The required answer is an exact copy of every entry underneath.

• EXERCISE INPUT:
:::

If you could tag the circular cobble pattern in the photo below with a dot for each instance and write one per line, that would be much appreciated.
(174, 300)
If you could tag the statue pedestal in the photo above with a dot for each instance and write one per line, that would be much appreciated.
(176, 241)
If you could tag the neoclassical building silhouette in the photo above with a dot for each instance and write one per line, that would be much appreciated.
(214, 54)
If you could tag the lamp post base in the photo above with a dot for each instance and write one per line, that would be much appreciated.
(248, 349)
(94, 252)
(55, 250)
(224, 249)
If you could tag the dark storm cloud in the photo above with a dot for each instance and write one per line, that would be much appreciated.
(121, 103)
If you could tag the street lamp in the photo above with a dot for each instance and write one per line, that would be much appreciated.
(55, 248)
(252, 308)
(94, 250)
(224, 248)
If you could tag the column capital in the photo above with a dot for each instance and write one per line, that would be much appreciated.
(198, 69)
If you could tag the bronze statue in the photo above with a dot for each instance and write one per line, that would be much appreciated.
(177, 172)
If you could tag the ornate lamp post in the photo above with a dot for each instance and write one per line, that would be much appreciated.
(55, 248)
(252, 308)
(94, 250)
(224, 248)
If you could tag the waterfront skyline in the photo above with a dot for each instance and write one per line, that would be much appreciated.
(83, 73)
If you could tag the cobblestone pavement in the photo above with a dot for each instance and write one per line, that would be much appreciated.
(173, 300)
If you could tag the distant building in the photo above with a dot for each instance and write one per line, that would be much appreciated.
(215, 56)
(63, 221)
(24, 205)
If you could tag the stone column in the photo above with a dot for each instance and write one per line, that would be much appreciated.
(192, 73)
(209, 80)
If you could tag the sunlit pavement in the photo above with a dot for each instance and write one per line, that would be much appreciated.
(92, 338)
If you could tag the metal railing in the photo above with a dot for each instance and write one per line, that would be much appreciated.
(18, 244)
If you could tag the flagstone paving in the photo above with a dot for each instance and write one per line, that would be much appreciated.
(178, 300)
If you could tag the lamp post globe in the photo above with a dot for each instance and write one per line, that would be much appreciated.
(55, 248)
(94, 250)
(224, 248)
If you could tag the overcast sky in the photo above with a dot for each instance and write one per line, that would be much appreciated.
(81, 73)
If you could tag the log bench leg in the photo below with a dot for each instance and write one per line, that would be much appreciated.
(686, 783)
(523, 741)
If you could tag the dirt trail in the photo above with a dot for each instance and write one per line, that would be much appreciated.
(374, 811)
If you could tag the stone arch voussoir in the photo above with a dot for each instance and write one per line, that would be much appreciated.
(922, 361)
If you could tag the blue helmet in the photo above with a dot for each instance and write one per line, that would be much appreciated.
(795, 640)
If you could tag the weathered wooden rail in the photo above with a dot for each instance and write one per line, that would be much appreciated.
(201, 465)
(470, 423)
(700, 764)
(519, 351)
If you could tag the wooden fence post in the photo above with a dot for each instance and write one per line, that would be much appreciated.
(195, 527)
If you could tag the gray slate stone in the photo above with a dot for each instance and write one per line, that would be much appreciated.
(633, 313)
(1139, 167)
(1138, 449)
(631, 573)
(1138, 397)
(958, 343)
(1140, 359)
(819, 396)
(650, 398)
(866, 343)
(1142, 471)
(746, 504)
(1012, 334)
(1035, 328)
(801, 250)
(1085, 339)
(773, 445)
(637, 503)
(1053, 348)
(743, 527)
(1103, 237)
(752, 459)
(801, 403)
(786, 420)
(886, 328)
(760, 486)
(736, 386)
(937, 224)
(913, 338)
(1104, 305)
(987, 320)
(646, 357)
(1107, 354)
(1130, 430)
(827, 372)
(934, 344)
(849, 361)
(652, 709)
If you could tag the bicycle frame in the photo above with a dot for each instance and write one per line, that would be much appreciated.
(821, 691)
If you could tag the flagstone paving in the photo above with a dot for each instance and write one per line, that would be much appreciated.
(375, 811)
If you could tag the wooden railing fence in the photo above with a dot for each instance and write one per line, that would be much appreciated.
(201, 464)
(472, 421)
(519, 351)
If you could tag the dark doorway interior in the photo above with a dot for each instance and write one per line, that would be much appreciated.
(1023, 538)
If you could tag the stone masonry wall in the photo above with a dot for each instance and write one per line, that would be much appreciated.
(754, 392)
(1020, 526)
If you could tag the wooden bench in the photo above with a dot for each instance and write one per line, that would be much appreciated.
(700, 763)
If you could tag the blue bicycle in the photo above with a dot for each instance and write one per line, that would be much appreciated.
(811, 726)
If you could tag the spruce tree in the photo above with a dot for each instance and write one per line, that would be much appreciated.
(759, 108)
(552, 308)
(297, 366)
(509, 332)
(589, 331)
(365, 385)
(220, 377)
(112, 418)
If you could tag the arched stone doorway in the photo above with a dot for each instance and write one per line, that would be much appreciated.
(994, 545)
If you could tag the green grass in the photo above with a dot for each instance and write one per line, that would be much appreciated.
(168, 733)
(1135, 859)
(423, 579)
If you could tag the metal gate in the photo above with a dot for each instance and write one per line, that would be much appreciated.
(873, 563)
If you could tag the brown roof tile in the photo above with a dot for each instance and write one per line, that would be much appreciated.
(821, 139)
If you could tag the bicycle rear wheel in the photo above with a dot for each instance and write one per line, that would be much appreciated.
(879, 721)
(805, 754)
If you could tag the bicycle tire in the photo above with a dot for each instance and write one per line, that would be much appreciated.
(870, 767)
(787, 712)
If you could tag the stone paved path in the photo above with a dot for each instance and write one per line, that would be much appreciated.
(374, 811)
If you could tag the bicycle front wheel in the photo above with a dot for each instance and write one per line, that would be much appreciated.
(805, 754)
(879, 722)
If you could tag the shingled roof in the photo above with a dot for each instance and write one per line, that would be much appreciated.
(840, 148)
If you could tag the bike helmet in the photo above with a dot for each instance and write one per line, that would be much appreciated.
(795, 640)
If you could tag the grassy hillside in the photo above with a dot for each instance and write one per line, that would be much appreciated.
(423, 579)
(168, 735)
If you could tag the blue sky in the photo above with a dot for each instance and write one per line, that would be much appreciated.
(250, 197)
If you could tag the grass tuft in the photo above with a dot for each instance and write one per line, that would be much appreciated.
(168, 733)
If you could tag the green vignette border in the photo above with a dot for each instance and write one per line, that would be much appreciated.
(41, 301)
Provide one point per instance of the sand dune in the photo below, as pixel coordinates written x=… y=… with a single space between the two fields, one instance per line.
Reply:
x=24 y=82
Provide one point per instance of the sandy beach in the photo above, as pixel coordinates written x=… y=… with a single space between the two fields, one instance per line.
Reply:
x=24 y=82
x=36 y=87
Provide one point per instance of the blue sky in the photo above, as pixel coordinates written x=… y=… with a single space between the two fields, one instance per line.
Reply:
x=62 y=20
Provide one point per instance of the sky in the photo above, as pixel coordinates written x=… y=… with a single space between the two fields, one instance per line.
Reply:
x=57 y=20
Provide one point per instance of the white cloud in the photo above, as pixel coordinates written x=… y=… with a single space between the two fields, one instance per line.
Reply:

:::

• ANSWER TO THIS EXERCISE:
If you could tag the circular cobble pattern in the photo below with a dot for each instance and write one per line, that would be much appreciated.
(174, 300)
If you could tag the statue pedestal in the photo above with a dot for each instance and write one per line, that would be much appreciated.
(176, 241)
If you could tag the neoclassical building silhouette in the photo above with a dot for each instance and write one per line, that would be much appreciated.
(214, 54)
If you could tag the lamp post base in the photo above with a dot for each instance and write one per line, that would be much appreciated.
(248, 349)
(94, 252)
(55, 250)
(224, 249)
If you could tag the dark storm cloud in the photo above with a dot for each instance and write one per line, that would be much appreciated.
(121, 103)
If you could tag the street lamp in the photo above with a dot for each instance and write one per line, that would be much appreciated.
(55, 248)
(252, 308)
(94, 250)
(224, 248)
If you could tag the column capital in the photo above with a dot for each instance and write one per line, that would be much appreciated.
(198, 69)
If you could tag the bronze statue in the photo above with a dot for each instance and write one per line, that would be much appreciated.
(177, 172)
If you could tag the ornate lamp post in the photo above with a dot for each instance and write one per line, that would be much appreciated.
(55, 248)
(252, 308)
(94, 250)
(224, 248)
If you could tag the waterfront skyline in the photo above with a dot for each instance and write one per line, that would be much appreciated.
(83, 73)
If you could tag the cobblestone pavement in the photo above with a dot for each instance and write one per line, that would be much appreciated.
(173, 300)
If you could tag the distant building in the photo above with a dot for each instance and write one per line, that would be much appreciated.
(215, 56)
(63, 221)
(24, 205)
If you could tag the stone column in the photo above with a dot for each instance and write one per line, that would be much appreciated.
(192, 73)
(209, 80)
If you could tag the sunlit pavement in the photo above with a dot for each instance and write one per line, that would be much appreciated.
(92, 338)
If you could tag the metal railing in the photo above with a dot for each instance and write one per line, that would be much appreciated.
(18, 244)
If you could tag the flagstone paving in the photo above with a dot for each instance and write one per line, that would be much appreciated.
(178, 300)
If you could tag the lamp post globe in the photo above with a dot for each instance and write one per line, that would be much appreciated.
(55, 248)
(94, 250)
(224, 248)
If you could tag the overcast sky in the photo above with a dot for each instance and write one per line, that would be much appreciated.
(81, 73)
If you could tag the log bench leg in the photo below with a dot for each instance and write one per line, that would be much appreciated.
(686, 783)
(523, 741)
If you could tag the dirt trail in the photo above with a dot for each instance and write one per line, that would be much appreciated.
(374, 811)
If you could tag the stone arch voussoir in the photo above with a dot for each instance and write one per line, that would be much appreciated.
(922, 361)
If you could tag the blue helmet in the photo above with a dot for each instance and write one per line, that would be much appreciated.
(795, 640)
If you could tag the weathered wooden rail in the photo above with a dot for each instance and write one per line, that would be much appreciated.
(201, 465)
(470, 423)
(700, 764)
(519, 351)
If you could tag the wooden fence post in the photo above with a dot for each instance and write one per line, that would be much appreciated.
(195, 527)
If you could tag the gray slate stone in the photo above with a dot for each instance and write one per line, that would be much appreciated.
(633, 313)
(1139, 167)
(1138, 449)
(631, 573)
(1138, 397)
(958, 343)
(1140, 359)
(819, 396)
(650, 398)
(866, 343)
(1142, 471)
(746, 504)
(1012, 334)
(1035, 328)
(801, 250)
(1085, 339)
(773, 445)
(637, 503)
(1053, 348)
(743, 527)
(1103, 237)
(752, 459)
(801, 403)
(786, 420)
(886, 328)
(760, 486)
(736, 386)
(937, 224)
(913, 338)
(1104, 305)
(987, 320)
(646, 357)
(1107, 354)
(1130, 430)
(827, 372)
(934, 344)
(849, 361)
(652, 709)
If you could tag the bicycle frame in the photo above with a dot for each instance and write one per line, that would be much appreciated.
(821, 691)
If you could tag the flagstone paving in the photo above with a dot for each instance and write one per line, that would be much appreciated.
(375, 811)
If you could tag the wooden railing fence in the photo above with a dot for each instance and write one per line, that would be much appreciated.
(201, 464)
(472, 421)
(519, 351)
If you could tag the dark doorway interior in the photo above with a dot for each instance and write one per line, that would be much appreciated.
(1023, 538)
If you could tag the stone masonry wall in the photo above with a dot for each instance and write one per line, that would be much appreciated.
(754, 392)
(1020, 526)
If you could tag the wooden bench in the photo above with a dot for each instance and write one per line, that would be much appreciated.
(700, 763)
If you could tag the blue bicycle in the photo above with a dot for each instance and write one per line, that would be much appreciated.
(811, 726)
If you could tag the spruce tree in the photo above with a dot for each instance and write one per line, that would be much appreciated.
(759, 108)
(552, 308)
(297, 366)
(509, 332)
(589, 331)
(365, 385)
(220, 377)
(112, 418)
If you could tag the arched stone doorway in the photo above with a dot for each instance and write one per line, that would be much appreciated.
(994, 545)
If you could tag the green grass in the photo above with a dot for each instance and write one per line, that would be much appreciated.
(168, 733)
(1135, 859)
(423, 579)
If you could tag the metal gate in the photo above with a dot for each instance and write one per line, that would be much appreciated.
(873, 563)
If you could tag the brown roof tile in the photo above with a dot for each instance and write one per line, that would be much appreciated.
(821, 139)
If you could tag the bicycle rear wheel in the photo above with a dot for each instance and write one per line, that would be much appreciated.
(879, 721)
(805, 754)
If you could tag the bicycle tire in the photo above with a dot for each instance and write one per line, that would be much appreciated.
(870, 767)
(787, 712)
If you could tag the stone paved path in the photo above with a dot for each instance and write one per line, that would be much appreciated.
(374, 811)
If you could tag the bicycle front wheel in the photo above with a dot for each instance and write one per line, that would be much appreciated.
(805, 754)
(879, 722)
If you could tag the shingled roof in the photo above with a dot for each instance and write one per line, that would be much appreciated.
(840, 148)
If you could tag the bike helmet in the photo above with a dot for each instance and write one per line, that would be much appreciated.
(795, 640)
If you could tag the grassy hillside in the photo above with a dot for each instance and write one per line, that would be much appreciated.
(423, 579)
(168, 735)
If you could tag the blue sky in the photo above with a dot for each instance and write one per line, that would be much appreciated.
(250, 197)
If you could tag the grass tuft in the photo above with a dot for each instance and write one per line, that would be much appreciated.
(168, 733)
If you could tag the green vignette border in the photo above with a dot for each instance and write one per line, that would be much appreciated.
(41, 301)
Provide one point per instance of the sand dune in the photo below, as pixel coordinates written x=… y=… with a single space between the two fields, one instance per line.
Reply:
x=24 y=82
Provide one point per instance of the sandy beach in the photo above, as pixel coordinates written x=… y=… with a single space between the two fields, one instance per line.
Reply:
x=24 y=82
x=36 y=87
Provide one point per instance of the blue sky in the photo above, as pixel coordinates written x=… y=… with a single space between the two fields, one instance per line.
Reply:
x=62 y=20
Provide one point per instance of the sky in the photo above, as pixel coordinates written x=… y=… with a single space between the two fields, one instance per line.
Reply:
x=57 y=20
Provide one point per instance of the white cloud in the photo above, as pixel coordinates written x=… y=… with a single space between the two fields, one instance per line.
Reply:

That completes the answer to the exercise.